* [Übungsaufgaben]
A. Was hat der Nichiren-Buddhismus laut dem Text über die Buddhaschaft mit dem tantrischen Buddhismus gemeinsam?
B. Führe den Text über die Buddhaschaft im Anschluss an seinen letzten Satz fort.

* [Gegebener Text]
══════
Dazu fallen mir drei Gedanken ein: Erstens: Im tantrischen Buddhismus Tibets gibt es sehr viele Personen, von denen angenommen wir, dass es sich um Buddhas (bzw. um Bodhisattvas) handelt. Dazu zählen die beiden aktuellen Karmapas (deren Anhänger noch darüber streiten, wer der echte ist) oder das größte buddhistische Idol der Gegenwart „Seine Heiligkeit der Vierzehnte Dalai Lama“. In diesem Milieu, das übrigens in buddhistischen Kreisen (z.B. in der DBU) und in Teilen der (unkritischen) Öffentlichkeit über Einfluss und übertriebene Sympathie verfügt, ist es ganz normal, dass bestimmte Führer als „Buddhas“ bezeichnet und verehrt werden.
Zweitens: Das Ziel des Christentums ist es wohl, sehr einfach gesagt, nach dem Tod in den Himmel zu kommen und dort bei Gott zu verweilen. Ob dieses Ziel überhaupt, oder gar von vielen, erreicht wird, das ist naturgemäß kaum zu überprüfen. Der Buddhismus behauptet dagegen, dass sein Ziel die Erlangung der Buddhaschaft ist (die Dritte Edle Wahrheit) und dies mag auch im Leben passieren und nicht erst nach dem Tode. Der Nichiren-Buddhismus (das hat er übrigens mit dem tantrischen Buddhismus gemeinsam) behauptet zusätzlich, dass er die richtige Methode lehrt, um in einem und in diesem Leben die Buddhaschaft zu erlangen. Und das sollte überprüfbar sein. Insofern wundere ich mich, dass du dich darüber wunderst, dass die Buddhaschaft Ikeda zuerkannt wird, aber den vielen Millionen seiner Anhänger nicht. Die Methode muss sich ja in der Praxis beweisen und das wird ja von der Soka Gakkai auch ausdrücklich so gelehrt.
══════
* [Vorliegende Einträge]
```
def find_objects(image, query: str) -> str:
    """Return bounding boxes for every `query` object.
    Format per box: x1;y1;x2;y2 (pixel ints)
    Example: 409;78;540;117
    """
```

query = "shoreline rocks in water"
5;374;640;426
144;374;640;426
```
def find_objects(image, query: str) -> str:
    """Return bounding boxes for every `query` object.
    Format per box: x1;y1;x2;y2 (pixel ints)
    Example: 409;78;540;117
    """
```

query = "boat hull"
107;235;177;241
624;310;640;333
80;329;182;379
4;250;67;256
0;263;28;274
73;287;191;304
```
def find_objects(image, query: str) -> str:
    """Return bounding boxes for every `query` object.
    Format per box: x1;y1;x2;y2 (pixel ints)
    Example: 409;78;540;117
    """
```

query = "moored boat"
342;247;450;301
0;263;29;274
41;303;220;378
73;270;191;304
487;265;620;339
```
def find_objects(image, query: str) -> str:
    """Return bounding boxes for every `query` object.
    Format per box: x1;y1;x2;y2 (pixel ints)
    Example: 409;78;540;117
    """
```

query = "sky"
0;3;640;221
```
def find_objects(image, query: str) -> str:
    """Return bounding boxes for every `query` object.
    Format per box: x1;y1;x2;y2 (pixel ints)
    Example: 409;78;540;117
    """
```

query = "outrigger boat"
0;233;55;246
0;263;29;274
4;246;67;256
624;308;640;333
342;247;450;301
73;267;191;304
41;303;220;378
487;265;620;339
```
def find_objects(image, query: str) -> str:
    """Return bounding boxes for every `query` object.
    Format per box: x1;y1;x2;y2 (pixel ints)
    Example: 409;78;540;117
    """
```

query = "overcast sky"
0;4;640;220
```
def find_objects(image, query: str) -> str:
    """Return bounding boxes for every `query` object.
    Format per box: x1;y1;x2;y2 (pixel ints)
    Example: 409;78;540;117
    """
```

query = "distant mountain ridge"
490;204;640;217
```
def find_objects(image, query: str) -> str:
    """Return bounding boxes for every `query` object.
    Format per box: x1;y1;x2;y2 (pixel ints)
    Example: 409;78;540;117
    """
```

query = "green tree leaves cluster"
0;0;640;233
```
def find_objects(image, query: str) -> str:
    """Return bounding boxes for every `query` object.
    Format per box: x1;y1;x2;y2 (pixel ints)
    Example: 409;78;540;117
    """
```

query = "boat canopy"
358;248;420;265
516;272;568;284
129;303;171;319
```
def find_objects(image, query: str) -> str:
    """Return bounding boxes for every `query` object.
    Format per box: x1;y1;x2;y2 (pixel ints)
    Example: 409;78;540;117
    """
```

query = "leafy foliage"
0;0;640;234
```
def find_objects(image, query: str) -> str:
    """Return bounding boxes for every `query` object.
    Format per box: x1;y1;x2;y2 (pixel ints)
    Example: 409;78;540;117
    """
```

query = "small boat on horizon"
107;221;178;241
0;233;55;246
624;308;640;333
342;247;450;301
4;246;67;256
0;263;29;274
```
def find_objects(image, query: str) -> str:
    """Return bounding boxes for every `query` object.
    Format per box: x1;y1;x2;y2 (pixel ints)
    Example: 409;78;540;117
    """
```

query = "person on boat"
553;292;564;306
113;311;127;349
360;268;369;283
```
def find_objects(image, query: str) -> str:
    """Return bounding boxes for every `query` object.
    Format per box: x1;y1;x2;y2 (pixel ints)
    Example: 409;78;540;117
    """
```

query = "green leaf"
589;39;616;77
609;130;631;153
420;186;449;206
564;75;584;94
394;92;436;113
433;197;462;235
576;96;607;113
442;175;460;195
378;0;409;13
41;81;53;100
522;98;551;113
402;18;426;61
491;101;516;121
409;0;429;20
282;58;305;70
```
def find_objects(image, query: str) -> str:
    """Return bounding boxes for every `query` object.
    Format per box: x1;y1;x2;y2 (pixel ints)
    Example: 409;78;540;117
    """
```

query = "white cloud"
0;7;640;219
══════
* [Lösungen]
A. Beide behaupten, die richtige Methode zu lehren, um in einem und in diesem Leben die Buddhaschaft zu erlangen.

B.
Und drittens: Die Erlangung der Buddhaschaft, die ja nach Nichiren überhaupt nicht von den neun Zuständen der Nicht-Buddhaschaft getrennt ist, wird jedem verhießen, der mit tiefem Glauben die Fünf Schriftzeichen rezitiert. Diese Verheißung und das dahinter stehende Konzept dessen, was Buddhaschaft genannt wird und in welchem untrenntbaren Zusammenhang es mit der Existenz eines normalen Menschen steht (Ichinen Sanzen) – das ist doch das charakteristische Merkmal des Nichiren-Buddhismus. Insofern kann doch Buddhaschaft – von wem auch immer – gar nicht als etwas Exklusives angesehen werden, oder liege ich falsch?